» Problems and tasks:
[1] According to the Bethlehem discussion, between which years does the tomb found in Bethlehem date?
[2] Write the next part of the Bethlehem discussion, picking up after its final sentence.

» Reading text:
According to the Arabic meaning of the word Bethlehem, which is “House of Meat,” Bethlehem was an ancient site of animal sacrifice. The meat was eaten by the priests and those to whom they gave portions of the meat. This does not refer to 1.5 million years ago, however. Only to the types of animals that inhabited the area of Bethlehem. Sorry about the confusion.
Thank you. That makes it much clearer. Also can you point me to the current understanding of the status of Bethlehem as an inhibited town or city about 2018 years old?
@Alice_Linsley , have you encountered this theory before? http://hethathasanear.com/Birth.html
Interesting. This person used images from my blog Biblical Anthropology where I talk about Sheep Cotes as sacred spaces. However, the one he used is in Anatolia, not Israel.
http://biblicalanthropology.blogspot.com/2015/04/sheep-cotes-as-sacred-spaces.html
Joachim, the Virgin Mary’s father, was a shepherd-priest of the royal priestly line of Nathan. He was a shepherd priest of Bethlehem. Even those who rejected Jesus as Messiah recognized that Mary was the daughter of a ruler-priest. In the Talmud we read: “She who was the descendant of princes and governors played the harlot with carpenters.” (Sanhedrin 106a)
The Protoevangelium of James says that Joachim kept flocks. The priests of old maintained shrines at water systems or wells where they watered their flocks. Moses tended the flocks of his father-in-law, Jethro, the priest of Midian. It was at Jethro’s well that Moses first met his future wife, Zipporah. Abraham’s servant found Rebecca at a well and Jacob first encountered Rachel at a well. Jesus encounters the first convert, a Samaritan woman known as Photini, at Jacob’s well.
There is a beautiful symmetry to the angelic announcement to the shepherds of Bethlehem that the Son of God has been born. Bethlehem was a Horite settlement (I Chronicles 4:4; 1 Chronicles 2:54), and it was to their ancestors in Eden that God first promised the Son/Seed (Gen 3:15). In God’s economy, which always gets the order of things right, the descendants of the people who first tasted paradise are the first to hear the news of deliverance and restoration.
Patrick, A 4,000-year-old tomb was discovered in Bethlehem during renovation of a local house. The tomb dates between 1,900 B.C. and 2,200 B.C., and the construction workers found it by crawling through a hole near the Church of the Nativity. The antiquities authorities documented the tomb and its contents, which were located about a meter below the surface. Pottery, plates and beads were retrieved from the tomb, along with the remains of two individuals.

» Supplied data:
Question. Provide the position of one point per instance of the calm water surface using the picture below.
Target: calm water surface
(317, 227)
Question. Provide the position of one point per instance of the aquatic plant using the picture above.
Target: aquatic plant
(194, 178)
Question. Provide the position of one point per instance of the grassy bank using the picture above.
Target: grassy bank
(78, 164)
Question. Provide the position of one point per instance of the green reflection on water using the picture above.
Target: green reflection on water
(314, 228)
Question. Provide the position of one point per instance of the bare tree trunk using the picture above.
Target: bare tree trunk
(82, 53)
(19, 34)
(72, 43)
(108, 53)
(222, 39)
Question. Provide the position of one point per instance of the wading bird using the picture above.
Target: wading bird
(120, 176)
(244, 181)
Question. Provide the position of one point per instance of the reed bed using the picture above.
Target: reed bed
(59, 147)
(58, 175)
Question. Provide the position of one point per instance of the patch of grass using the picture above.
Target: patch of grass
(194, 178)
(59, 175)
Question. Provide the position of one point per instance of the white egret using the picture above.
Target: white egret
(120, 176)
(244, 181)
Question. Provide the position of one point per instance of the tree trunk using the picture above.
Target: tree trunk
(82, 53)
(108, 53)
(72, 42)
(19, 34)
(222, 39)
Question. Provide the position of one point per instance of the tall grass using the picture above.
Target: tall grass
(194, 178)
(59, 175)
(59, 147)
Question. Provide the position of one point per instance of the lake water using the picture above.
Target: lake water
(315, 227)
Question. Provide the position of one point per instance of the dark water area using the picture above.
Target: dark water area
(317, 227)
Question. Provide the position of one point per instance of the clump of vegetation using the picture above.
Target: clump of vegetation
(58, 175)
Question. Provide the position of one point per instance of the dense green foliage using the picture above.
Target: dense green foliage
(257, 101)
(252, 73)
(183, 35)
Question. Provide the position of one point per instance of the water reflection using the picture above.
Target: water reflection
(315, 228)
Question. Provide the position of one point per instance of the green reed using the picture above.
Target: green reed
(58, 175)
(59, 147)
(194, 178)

» Results by task:
[1] Between 1,900 B.C. and 2,200 B.C.

[2]
Evidence of human habitation in the area of Bethlehem between 100,000-10,000 BC is well-attested along the north side of Wadi Khareitun where there are three caves: Iraq al-Ahmar, Umm Qal’a, and Umm Qatafa. These were shelters in a wooded landscape overlooking a river. At Umm Qatafa archaeologists have found the earliest evidence of the domestic use of fire in Palestine. There are 40 Paleolithic sites in the hills surrounding Jerusalem, many of them near Bethlehem.
Yes, and if you equate humanness to Homo Erectus, human habitation of the area of Bethlehem goes back at least 2 million years.
You were expecting otherwise?
My background in Arabic is extremely weak so my question comes more from my linguistics training. Is “House of Meat” as an Arabic translation of Bethlehem itself archaic because the “House of Meat” equivalent was published in English so long ago that the word meat still had its archaic meaning of “solid food” (as opposed to liquids like wine and milk)? That is, when English speakers today see the word meat, we assume it refers to the flesh of animals when consumed by humans. But a few centuries ago the English word meat simply meant solid food.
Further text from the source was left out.